WHAT YOU WILL DO
Only the lines from the one containing "Task: spot one point per instance of the shower" through the end of the entries should be repeated, exactly as they appear, first and last included.

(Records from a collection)
-------------------------
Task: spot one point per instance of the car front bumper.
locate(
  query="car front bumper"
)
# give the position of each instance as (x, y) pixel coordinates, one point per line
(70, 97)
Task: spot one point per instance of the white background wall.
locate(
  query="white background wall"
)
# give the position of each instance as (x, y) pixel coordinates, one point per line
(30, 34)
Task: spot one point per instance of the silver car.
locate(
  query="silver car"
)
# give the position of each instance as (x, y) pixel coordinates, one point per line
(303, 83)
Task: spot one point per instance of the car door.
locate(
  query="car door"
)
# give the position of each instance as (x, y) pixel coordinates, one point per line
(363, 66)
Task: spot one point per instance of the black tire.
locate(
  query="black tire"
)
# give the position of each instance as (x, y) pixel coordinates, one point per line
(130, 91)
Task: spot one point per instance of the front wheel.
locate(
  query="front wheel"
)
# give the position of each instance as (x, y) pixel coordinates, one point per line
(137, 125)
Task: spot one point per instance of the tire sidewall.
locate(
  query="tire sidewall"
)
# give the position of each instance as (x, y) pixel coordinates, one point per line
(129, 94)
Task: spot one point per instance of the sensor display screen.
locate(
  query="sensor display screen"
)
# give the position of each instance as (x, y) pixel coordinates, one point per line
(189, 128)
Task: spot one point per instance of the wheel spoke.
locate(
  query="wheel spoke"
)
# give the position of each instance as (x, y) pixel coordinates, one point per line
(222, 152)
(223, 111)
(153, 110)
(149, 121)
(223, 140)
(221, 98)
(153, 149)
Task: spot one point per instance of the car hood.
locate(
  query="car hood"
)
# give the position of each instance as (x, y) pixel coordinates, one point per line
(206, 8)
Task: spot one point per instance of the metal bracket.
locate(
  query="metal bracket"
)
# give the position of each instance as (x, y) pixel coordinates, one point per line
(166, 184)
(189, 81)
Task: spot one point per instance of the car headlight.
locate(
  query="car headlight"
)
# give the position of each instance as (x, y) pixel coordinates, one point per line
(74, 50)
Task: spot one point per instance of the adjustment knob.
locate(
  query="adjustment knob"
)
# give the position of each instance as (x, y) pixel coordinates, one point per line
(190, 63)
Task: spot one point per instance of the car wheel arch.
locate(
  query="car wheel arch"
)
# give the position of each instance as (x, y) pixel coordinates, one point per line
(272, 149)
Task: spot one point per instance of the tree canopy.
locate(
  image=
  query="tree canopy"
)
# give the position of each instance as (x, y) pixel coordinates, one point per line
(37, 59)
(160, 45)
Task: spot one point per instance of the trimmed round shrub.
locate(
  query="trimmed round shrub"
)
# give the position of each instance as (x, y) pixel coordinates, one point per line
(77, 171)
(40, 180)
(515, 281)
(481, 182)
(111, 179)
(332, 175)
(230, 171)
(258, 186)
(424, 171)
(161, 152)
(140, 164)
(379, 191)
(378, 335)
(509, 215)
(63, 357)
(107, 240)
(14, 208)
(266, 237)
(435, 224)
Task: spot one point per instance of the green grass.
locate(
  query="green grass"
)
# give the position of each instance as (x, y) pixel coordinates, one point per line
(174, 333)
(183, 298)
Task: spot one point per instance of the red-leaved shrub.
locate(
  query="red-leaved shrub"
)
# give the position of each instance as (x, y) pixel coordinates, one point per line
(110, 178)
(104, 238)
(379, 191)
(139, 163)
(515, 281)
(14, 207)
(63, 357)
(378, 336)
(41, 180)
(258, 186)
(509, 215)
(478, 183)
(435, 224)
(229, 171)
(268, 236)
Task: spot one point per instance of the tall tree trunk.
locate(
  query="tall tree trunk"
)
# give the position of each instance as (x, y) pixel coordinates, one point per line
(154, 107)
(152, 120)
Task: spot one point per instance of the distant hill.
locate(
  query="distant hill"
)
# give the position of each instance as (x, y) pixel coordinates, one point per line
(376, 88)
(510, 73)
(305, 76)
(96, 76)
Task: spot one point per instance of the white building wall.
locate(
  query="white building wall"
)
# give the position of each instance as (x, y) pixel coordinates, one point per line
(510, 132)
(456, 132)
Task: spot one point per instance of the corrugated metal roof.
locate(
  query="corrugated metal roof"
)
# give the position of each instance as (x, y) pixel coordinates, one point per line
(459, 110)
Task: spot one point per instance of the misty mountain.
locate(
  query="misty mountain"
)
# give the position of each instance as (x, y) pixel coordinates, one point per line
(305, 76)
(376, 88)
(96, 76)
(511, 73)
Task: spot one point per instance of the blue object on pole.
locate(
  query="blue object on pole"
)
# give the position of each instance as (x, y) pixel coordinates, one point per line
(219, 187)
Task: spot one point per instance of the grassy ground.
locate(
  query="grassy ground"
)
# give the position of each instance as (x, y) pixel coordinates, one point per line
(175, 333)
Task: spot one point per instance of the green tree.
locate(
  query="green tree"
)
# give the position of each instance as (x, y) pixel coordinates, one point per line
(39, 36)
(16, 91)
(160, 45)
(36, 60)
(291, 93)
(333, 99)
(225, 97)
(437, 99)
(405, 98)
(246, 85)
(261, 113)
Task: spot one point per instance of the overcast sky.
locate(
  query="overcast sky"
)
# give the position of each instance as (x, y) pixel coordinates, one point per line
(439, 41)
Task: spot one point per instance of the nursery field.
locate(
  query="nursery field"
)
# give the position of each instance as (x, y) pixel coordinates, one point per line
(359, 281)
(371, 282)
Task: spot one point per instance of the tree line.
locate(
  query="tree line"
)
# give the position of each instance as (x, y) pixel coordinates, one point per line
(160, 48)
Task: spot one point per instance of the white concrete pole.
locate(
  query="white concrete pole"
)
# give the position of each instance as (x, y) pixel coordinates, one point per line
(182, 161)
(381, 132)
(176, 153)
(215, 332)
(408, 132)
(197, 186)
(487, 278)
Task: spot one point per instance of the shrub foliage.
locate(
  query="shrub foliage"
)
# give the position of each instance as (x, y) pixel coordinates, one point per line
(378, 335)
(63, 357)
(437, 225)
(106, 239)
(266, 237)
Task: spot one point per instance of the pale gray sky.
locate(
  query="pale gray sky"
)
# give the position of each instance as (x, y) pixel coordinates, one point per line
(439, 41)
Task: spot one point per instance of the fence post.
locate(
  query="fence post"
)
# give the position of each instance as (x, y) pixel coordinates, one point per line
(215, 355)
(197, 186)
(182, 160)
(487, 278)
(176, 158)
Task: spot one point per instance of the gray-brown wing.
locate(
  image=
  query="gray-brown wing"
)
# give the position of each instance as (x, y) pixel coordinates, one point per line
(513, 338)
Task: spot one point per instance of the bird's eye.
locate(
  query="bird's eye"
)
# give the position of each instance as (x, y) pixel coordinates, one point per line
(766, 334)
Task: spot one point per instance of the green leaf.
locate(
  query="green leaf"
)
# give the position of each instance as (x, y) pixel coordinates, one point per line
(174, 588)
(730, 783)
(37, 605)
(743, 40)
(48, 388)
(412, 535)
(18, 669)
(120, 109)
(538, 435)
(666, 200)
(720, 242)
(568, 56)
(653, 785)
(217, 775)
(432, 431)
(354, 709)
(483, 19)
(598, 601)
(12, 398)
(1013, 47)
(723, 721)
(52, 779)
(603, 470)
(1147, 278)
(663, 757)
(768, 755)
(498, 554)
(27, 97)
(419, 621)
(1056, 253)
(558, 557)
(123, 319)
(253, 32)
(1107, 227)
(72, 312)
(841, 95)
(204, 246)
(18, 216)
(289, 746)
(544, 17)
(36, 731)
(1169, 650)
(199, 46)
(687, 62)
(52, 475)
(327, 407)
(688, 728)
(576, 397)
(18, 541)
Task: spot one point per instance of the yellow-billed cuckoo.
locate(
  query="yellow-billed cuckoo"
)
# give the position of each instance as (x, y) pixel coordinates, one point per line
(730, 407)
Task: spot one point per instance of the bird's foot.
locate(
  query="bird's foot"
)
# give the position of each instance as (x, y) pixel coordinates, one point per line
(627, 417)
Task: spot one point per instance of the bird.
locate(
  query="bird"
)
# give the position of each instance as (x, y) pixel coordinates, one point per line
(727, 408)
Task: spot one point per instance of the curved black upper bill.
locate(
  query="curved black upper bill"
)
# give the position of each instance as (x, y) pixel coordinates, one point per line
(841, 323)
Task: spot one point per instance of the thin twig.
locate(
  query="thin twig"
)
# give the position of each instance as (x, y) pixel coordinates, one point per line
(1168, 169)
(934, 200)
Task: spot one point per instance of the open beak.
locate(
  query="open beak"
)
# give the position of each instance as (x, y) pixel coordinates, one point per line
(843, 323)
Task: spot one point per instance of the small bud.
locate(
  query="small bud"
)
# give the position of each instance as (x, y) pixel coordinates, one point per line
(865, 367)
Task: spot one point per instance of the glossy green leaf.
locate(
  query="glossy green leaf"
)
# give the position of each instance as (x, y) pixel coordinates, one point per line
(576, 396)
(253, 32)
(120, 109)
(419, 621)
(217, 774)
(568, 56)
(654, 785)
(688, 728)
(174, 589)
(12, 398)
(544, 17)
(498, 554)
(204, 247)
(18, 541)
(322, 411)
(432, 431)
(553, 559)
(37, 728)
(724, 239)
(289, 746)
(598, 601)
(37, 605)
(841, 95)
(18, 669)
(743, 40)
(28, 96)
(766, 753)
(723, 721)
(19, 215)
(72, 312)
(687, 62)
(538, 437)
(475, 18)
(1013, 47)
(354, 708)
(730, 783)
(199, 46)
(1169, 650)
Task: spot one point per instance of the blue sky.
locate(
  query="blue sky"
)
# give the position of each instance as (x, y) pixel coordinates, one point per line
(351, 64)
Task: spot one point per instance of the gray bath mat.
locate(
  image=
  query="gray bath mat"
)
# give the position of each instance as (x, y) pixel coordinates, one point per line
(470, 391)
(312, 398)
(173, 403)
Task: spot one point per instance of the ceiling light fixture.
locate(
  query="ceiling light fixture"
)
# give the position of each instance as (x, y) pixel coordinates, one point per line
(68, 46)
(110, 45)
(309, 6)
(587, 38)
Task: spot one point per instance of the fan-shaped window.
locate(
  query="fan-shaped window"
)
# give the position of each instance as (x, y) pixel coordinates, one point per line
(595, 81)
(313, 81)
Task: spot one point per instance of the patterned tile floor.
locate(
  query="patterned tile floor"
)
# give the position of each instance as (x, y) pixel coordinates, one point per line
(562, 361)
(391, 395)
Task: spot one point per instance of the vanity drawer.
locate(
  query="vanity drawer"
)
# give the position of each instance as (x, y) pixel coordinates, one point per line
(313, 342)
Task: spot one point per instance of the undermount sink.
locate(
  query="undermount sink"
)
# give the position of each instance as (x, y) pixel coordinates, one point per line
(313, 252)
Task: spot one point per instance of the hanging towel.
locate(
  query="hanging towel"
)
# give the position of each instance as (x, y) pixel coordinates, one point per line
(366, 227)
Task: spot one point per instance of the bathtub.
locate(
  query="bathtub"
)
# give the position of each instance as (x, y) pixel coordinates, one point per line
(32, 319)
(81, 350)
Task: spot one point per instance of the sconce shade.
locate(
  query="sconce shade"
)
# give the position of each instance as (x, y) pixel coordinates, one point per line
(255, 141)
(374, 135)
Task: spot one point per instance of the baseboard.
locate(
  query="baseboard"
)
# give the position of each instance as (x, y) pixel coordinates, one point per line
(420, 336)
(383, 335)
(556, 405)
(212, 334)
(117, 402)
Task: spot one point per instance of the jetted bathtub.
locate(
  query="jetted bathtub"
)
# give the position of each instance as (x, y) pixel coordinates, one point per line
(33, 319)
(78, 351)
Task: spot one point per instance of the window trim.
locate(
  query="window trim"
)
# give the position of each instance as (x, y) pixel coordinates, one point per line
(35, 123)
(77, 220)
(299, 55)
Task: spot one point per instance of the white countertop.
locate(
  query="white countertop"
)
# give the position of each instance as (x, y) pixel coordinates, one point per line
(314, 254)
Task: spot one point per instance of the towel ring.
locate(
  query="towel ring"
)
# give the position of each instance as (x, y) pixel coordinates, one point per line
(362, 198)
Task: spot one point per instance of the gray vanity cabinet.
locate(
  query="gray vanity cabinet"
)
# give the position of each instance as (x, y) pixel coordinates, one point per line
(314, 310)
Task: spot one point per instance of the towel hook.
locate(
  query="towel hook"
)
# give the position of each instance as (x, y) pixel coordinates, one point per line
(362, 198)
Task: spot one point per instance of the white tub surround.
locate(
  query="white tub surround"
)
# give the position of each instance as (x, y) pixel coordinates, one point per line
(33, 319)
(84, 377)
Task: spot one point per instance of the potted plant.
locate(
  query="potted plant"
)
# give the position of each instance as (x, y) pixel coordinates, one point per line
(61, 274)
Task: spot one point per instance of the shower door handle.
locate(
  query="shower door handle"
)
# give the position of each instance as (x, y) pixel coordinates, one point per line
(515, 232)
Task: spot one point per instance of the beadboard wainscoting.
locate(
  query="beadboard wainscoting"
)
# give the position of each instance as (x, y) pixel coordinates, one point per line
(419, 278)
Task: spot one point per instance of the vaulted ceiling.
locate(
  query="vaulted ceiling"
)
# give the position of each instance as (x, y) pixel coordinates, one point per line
-------------------------
TASK RESPONSE
Task: spot one point per instance of the shower door handle.
locate(
  query="shower door handle"
)
# give the position of each instance as (x, y) pixel coordinates, one point per line
(515, 232)
Task: spot one point per instance of the beadboard wainscoting.
locate(
  query="beadboard wainscoting"
)
# give the position of each instance as (x, y) pixel coordinates, one point per line
(419, 278)
Task: spot one point per instance of the vaulted ceiling.
locate(
  query="vaulted ceiling"
)
# give the position of each instance as (x, y) pixel coordinates, one point per line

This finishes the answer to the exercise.